* [Prompt] Copy out, from the data, each line containing the string "below".

* [Exercise data]
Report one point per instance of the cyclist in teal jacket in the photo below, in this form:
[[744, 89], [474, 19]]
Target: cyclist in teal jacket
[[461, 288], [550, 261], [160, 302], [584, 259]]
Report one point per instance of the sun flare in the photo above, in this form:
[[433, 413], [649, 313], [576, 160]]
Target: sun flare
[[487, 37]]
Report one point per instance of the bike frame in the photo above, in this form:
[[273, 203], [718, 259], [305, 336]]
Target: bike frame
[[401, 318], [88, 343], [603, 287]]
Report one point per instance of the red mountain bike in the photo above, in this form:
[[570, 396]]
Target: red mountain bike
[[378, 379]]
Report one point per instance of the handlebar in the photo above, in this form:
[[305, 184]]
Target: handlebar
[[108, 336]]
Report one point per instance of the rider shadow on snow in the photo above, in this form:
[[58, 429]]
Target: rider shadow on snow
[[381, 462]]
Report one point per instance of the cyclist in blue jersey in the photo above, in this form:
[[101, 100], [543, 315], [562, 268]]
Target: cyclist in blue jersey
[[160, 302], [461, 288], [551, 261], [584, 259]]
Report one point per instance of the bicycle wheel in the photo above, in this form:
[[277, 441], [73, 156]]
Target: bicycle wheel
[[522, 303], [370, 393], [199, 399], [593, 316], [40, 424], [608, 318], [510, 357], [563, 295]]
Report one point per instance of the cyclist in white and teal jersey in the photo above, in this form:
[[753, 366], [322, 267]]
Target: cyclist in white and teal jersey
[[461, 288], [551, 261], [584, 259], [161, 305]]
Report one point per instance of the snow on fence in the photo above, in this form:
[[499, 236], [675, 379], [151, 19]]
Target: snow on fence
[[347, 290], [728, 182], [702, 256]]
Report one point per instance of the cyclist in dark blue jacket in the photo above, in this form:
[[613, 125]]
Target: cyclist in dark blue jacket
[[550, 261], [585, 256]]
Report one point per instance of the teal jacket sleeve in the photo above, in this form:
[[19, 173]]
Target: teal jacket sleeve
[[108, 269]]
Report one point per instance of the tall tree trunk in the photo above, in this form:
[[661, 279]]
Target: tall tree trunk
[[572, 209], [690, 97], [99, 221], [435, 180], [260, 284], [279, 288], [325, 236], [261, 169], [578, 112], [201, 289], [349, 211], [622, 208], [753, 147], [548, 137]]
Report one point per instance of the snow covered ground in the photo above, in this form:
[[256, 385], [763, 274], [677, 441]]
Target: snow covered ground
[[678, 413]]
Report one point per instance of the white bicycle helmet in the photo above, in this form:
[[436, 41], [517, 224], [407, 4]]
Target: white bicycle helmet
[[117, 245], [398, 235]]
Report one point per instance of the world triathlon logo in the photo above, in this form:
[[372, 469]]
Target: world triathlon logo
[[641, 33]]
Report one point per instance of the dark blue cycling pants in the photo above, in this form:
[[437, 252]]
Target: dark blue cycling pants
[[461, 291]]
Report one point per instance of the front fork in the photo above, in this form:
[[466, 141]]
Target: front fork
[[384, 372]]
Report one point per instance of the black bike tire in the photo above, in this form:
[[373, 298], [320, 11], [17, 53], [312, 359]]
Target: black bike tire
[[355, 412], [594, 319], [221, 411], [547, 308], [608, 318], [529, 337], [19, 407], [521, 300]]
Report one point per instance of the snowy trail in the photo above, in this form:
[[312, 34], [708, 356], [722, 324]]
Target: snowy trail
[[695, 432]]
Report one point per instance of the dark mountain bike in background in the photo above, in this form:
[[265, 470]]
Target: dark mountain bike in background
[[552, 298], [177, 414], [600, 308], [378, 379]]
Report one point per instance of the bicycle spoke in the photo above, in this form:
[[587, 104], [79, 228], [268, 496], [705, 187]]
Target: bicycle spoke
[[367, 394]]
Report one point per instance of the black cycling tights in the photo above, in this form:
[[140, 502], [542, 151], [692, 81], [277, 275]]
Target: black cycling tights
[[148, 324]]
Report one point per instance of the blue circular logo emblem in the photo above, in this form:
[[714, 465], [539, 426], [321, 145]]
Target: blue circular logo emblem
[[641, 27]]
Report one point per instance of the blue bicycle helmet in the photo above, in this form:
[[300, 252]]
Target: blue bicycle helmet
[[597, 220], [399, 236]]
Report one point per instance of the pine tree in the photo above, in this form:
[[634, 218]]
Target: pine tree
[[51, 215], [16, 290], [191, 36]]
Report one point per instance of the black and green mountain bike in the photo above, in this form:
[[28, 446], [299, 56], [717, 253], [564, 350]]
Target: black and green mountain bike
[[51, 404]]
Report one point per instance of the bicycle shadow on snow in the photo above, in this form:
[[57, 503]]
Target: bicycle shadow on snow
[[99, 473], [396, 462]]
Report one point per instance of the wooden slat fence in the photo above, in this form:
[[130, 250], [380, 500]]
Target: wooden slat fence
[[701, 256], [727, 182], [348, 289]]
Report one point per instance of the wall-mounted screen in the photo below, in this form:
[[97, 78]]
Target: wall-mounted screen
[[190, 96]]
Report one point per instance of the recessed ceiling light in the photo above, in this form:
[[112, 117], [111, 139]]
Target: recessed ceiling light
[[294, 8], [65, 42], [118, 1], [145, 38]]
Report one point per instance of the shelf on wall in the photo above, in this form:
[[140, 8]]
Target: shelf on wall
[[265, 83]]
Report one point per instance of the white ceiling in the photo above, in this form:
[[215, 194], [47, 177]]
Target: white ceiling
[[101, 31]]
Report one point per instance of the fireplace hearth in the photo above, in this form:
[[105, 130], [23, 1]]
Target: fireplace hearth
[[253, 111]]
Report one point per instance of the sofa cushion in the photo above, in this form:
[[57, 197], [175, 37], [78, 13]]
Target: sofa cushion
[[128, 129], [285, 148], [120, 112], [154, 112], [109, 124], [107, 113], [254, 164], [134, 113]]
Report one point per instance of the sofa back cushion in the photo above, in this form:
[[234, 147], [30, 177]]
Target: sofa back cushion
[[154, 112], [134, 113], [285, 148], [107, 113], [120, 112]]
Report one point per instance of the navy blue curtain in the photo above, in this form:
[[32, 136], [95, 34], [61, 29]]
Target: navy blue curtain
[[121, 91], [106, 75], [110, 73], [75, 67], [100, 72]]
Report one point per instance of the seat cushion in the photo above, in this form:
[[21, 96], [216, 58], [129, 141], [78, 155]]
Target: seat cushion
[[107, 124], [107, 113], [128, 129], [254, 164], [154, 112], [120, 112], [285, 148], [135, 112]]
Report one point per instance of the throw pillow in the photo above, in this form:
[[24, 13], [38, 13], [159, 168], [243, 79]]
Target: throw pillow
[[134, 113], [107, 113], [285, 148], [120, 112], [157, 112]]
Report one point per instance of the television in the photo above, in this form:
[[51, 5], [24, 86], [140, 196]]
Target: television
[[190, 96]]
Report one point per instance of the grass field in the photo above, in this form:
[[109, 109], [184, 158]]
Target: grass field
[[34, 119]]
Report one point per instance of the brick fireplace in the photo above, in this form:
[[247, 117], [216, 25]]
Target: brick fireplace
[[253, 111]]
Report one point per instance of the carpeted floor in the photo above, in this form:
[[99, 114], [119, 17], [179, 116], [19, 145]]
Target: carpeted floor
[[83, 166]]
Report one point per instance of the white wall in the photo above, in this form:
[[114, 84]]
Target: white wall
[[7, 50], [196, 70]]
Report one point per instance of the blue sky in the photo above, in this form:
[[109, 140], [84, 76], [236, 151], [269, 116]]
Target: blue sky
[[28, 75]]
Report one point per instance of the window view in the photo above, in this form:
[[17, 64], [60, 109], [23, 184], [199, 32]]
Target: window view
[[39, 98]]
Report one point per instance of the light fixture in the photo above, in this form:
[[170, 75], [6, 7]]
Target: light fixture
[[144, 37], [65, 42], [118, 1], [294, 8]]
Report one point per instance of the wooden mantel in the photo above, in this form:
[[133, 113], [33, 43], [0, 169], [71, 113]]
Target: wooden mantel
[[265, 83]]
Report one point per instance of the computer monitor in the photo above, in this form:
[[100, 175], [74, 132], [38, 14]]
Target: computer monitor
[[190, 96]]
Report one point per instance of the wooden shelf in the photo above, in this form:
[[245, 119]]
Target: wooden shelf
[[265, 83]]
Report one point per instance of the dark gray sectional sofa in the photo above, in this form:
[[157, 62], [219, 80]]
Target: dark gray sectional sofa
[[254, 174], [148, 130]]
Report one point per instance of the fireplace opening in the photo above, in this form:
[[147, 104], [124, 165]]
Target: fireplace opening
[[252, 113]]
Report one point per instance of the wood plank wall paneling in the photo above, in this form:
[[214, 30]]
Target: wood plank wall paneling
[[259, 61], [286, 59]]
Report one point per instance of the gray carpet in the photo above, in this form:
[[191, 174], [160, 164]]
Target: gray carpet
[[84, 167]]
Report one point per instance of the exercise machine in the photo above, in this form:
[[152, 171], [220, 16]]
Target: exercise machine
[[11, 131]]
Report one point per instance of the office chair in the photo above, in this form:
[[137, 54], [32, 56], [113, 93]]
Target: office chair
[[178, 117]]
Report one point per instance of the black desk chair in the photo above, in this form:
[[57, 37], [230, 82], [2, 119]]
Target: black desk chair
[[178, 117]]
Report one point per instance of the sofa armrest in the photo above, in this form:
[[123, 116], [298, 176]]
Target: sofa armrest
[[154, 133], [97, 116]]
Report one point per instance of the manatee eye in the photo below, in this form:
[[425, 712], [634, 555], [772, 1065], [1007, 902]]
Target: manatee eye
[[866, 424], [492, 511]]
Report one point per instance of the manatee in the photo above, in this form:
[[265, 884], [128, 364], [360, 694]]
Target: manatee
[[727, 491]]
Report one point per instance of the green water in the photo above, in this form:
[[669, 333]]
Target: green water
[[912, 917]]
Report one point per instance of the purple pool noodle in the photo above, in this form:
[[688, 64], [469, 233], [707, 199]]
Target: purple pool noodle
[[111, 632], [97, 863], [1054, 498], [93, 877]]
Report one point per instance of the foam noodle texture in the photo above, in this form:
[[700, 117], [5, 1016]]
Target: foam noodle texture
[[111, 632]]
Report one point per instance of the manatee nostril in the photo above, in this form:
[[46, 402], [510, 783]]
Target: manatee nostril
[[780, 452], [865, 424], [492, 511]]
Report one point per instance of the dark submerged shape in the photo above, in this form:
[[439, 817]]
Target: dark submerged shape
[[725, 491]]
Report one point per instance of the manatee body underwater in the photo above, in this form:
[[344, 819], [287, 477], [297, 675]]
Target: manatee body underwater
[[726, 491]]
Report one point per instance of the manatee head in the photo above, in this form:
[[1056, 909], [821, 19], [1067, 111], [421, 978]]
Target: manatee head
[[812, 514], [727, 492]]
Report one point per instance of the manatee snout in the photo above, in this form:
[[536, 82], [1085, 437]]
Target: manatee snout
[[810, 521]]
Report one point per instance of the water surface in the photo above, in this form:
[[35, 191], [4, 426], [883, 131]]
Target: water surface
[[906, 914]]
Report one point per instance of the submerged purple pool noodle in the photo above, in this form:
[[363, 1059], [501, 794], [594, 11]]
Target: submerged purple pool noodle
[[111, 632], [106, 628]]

* [Expected answer]
Report one point per instance of the cyclist in teal jacket in the photo below, in this form:
Report one point per instance of the wall-mounted screen in the photo below, in this form:
Report one point per instance of the manatee eye in the photo below, in this form:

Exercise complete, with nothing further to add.